### FRAGMENTO DEL DOCUMENTO

Jaet declaró que el profesor fue denunciado por los alumnos y que las autoridades institucionales abrieron una investigación administrativa que terminó apartándolo del cargo. Pero las denuncias nunca fueron judicializadas ni figuran en su legajo. Al día de hoy, Porro sostiene que el hecho del que se lo acusa no existió, pero que si hubiera ocurrido se trataría de un caso de “abuso deshonesto”. Cuando se le pregunta por qué conoce esa figura, responde no sin apuro: “Bueno..., porque en ese momento mi abogado me explicó que, si el hecho hubiera sucedido, correspondía a abuso deshonesto”.
“Me quedé helada cuando vi en un noticiero que el individuo envenenado era el mismo al que en 1996 un grupo de estudiantes del profesorado de Teatro del Conservatorio apartamos del cargo por el acoso sexual a una alumna de los cursos de extensión para adolescentes. Siempre ejerció violencia verbal, simbólica y psicológica sostenida. Es un abusador y acosador de niñas y mujeres, un violento perverso. Se jactaba de la escena de violación que había protagonizado en La noche de los lápices; nos decía que la había disfrutado”, recordó Pizarro, ex presidenta del Centro de Estudiantes de la Enad entre 1995 y 1996, y una de las alumnas que elevó el reclamo.

### CONSIGNA
Por favor, reescribe como lista breve el párrafo del fragmento del documento que comienza con «Jaet declaró que el profesor» y conserva sus datos principales.

### MATERIAL PROPORCIONADO
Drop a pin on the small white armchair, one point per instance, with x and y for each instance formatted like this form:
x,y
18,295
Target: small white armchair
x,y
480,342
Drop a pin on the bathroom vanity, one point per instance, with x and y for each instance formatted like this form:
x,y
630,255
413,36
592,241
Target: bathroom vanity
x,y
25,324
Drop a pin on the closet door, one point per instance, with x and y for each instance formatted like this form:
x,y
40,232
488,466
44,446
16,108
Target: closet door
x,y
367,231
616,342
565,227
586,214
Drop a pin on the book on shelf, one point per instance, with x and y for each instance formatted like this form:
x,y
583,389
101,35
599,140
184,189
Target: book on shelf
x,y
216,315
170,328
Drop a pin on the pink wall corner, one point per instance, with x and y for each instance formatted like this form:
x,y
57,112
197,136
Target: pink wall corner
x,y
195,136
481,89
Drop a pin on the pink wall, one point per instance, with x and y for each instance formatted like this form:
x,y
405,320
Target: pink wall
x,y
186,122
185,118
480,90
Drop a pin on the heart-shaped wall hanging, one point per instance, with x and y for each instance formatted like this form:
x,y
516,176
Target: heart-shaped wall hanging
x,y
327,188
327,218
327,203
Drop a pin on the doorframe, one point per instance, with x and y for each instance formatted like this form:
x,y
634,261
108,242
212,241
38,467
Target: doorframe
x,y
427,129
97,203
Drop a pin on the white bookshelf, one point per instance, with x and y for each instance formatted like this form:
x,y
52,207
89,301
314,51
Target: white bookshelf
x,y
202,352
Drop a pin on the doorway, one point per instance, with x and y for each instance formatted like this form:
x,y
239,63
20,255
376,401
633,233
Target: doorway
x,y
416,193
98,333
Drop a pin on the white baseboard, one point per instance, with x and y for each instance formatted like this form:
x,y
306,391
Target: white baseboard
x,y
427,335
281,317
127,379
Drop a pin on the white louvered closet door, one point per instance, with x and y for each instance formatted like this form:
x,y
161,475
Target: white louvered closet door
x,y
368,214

### PROBLEMA RESUELTO
- Según Jaet, los alumnos denunciaron al profesor.
- Las autoridades institucionales abrieron una investigación administrativa, y el profesor fue apartado del cargo.
- Las denuncias nunca se judicializaron ni figuran en su legajo.
- Porro sostiene que el hecho no existió, pero que, de haber ocurrido, sería un caso de «abuso deshonesto».
- Conoce esa figura porque su abogado se lo explicó en aquel momento.